REQUIRED WORK
From the line containing "Query: elephant ear" onward, every line of the entries is to be set down exactly, the last line included.

[Stored data]
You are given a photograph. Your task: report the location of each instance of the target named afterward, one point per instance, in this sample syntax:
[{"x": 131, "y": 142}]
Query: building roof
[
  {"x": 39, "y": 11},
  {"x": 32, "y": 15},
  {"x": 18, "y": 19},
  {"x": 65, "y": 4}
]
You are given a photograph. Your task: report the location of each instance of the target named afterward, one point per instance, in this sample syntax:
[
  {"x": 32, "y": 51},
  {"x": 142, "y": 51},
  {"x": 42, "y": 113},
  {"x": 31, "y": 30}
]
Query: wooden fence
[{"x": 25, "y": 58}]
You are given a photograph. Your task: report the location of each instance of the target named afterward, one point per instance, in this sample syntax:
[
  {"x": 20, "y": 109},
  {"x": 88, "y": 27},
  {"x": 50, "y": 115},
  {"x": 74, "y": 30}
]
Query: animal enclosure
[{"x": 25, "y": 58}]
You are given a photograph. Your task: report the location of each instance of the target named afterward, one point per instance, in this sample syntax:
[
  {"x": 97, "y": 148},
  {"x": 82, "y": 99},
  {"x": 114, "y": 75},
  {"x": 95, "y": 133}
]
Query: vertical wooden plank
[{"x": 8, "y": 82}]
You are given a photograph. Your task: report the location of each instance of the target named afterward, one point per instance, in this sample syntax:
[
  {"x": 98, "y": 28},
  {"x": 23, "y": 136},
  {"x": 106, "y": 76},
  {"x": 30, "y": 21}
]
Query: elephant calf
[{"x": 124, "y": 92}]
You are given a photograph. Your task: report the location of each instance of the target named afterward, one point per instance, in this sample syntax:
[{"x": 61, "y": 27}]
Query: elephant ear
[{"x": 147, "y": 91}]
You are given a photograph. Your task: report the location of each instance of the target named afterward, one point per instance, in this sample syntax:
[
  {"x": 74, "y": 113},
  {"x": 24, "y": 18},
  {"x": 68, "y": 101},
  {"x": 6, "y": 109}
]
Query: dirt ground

SOLUTION FOR THIS EXERCISE
Query: elephant ear
[{"x": 147, "y": 91}]
You are given a photograph. Your task: report the location of each instance of the target named afterward, one point per instance, in this sample syntax:
[
  {"x": 74, "y": 113},
  {"x": 24, "y": 18},
  {"x": 68, "y": 101},
  {"x": 6, "y": 109}
]
Query: dirt ground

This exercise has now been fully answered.